— START OF RECORDS FOR THIS EXERCISE —

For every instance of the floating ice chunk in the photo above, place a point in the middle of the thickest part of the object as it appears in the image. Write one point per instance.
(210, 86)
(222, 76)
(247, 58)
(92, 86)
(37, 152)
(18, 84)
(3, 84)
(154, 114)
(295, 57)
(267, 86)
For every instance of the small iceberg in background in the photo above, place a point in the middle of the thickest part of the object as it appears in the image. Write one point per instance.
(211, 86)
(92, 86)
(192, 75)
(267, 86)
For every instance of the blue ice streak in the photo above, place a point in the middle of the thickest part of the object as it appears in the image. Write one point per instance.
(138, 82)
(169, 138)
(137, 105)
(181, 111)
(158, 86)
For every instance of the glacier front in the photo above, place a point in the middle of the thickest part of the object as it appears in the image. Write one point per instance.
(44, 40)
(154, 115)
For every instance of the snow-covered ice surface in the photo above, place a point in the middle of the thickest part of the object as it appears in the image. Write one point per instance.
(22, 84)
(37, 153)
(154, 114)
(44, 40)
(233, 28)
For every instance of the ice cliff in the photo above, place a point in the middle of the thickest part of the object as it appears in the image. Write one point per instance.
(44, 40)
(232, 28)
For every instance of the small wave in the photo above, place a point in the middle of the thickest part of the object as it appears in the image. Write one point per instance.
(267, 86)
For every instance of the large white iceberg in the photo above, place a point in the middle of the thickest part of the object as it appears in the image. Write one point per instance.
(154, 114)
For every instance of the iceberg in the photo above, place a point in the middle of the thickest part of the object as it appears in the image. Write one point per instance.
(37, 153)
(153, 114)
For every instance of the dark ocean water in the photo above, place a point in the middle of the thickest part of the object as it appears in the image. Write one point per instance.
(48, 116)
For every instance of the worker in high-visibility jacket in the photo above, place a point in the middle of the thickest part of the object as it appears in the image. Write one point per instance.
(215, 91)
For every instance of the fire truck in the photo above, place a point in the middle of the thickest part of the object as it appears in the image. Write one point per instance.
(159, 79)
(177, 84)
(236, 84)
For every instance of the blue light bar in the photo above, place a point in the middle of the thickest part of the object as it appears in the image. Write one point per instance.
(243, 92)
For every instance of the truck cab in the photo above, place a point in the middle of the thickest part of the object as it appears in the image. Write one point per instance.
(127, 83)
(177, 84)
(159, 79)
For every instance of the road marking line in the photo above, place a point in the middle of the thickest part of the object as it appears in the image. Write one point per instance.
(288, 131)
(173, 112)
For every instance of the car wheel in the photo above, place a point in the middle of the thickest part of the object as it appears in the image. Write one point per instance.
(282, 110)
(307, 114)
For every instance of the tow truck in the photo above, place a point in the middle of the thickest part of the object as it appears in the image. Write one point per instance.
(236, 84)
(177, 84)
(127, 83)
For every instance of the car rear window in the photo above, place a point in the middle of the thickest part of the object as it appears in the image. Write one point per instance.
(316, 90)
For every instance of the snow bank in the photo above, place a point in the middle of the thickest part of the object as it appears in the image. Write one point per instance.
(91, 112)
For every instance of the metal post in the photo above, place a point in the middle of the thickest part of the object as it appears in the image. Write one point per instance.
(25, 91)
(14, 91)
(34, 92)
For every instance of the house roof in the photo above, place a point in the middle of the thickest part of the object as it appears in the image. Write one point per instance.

— END OF RECORDS FOR THIS EXERCISE —

**INSTRUCTION:** Hand back the material above in full, exactly as written.

**PROBLEM SOLUTION:**
For every instance of the floating ice chunk in the photo above, place a point in the middle of the thickest part of the object as it appears in the image. Write one point per instance.
(210, 86)
(222, 76)
(247, 58)
(92, 86)
(37, 152)
(18, 84)
(3, 84)
(154, 114)
(295, 57)
(267, 86)
For every instance of the small iceberg in background in the photo above, place a point in the middle of the thickest part of the object as it appears in the image. Write one point per instance.
(211, 86)
(92, 86)
(192, 75)
(267, 86)
For every instance of the blue ice streak in the photo above, place a point in the middle of the thickest part of the object as it appears in the image. Write one point per instance.
(138, 82)
(169, 138)
(137, 105)
(181, 111)
(158, 86)
For every instance of the glacier front in the photo above, place a point in the middle of the thickest part of the object as it appears in the image. Write one point per instance.
(44, 40)
(154, 115)
For every instance of the snow-covered ice surface in the photo above, place a point in the middle of the thickest part of the object as it appears in the image. Write one point per instance.
(22, 84)
(37, 153)
(154, 114)
(44, 40)
(233, 28)
For every instance of the ice cliff in the photo above, place a point in the middle of the thickest part of the object as it appears in the image. Write one point per instance.
(44, 40)
(232, 28)
For every instance of the small wave in the photo above, place a point in the middle of the thickest part of the object as it appears in the image. Write one point per instance.
(267, 86)
For every instance of the large white iceberg in the photo above, place a point in the middle of the thickest part of the object as it appears in the image. Write one point per instance.
(154, 114)
For every instance of the iceberg in the photo above, place a point in the middle of the thickest part of the object as it appears in the image. Write one point per instance.
(37, 153)
(153, 114)
For every instance of the dark ocean water in the photo above, place a point in the middle of the thickest part of the object as it appears in the image. Write one point per instance.
(48, 116)
For every instance of the worker in high-visibility jacket in the photo above, place a point in the middle of the thickest part of the object as it appears in the image. Write one point per instance.
(215, 91)
For every instance of the fire truck in the photo above, place a point in the middle of the thickest part of the object as it appears in the image. Write one point per instance.
(159, 79)
(177, 84)
(236, 84)
For every instance of the blue light bar in the photo above, place a point in the middle of the thickest part of the object as it appears in the image. Write one point per instance.
(243, 92)
For every instance of the truck cab in the photo above, place a point in the middle of the thickest part of the object as it appears in the image. Write one point per instance.
(127, 83)
(177, 84)
(159, 79)
For every instance of the road marking line in the photo above, place a point in the middle of the thickest part of the object as it appears in the image. Write one point per instance.
(288, 131)
(173, 112)
For every instance of the car wheel in the photo above, place a point in the middle of the thickest part of the object as it appears in the image. Write one point per instance.
(282, 110)
(307, 114)
For every instance of the tow truck in the photo above, place a point in the middle of the thickest part of the object as it appears in the image. Write one point per instance.
(236, 84)
(177, 84)
(127, 83)
For every instance of the car rear window in the photo above, place a point in the middle of the thickest part of the object as it appears in the image. Write one point per instance.
(316, 90)
For every instance of the snow bank in the photo above, place a point in the middle of the thickest part of the object as it appears in the image. Write one point per instance.
(91, 112)
For every instance of the metal post in the photo above, place a point in the middle of the thickest part of the object as it appears in the image. Write one point per instance.
(25, 91)
(14, 91)
(34, 92)
For every instance of the house roof in the photo above, place a point in the middle of the thickest part of the object as it appears in the image. Write one point per instance.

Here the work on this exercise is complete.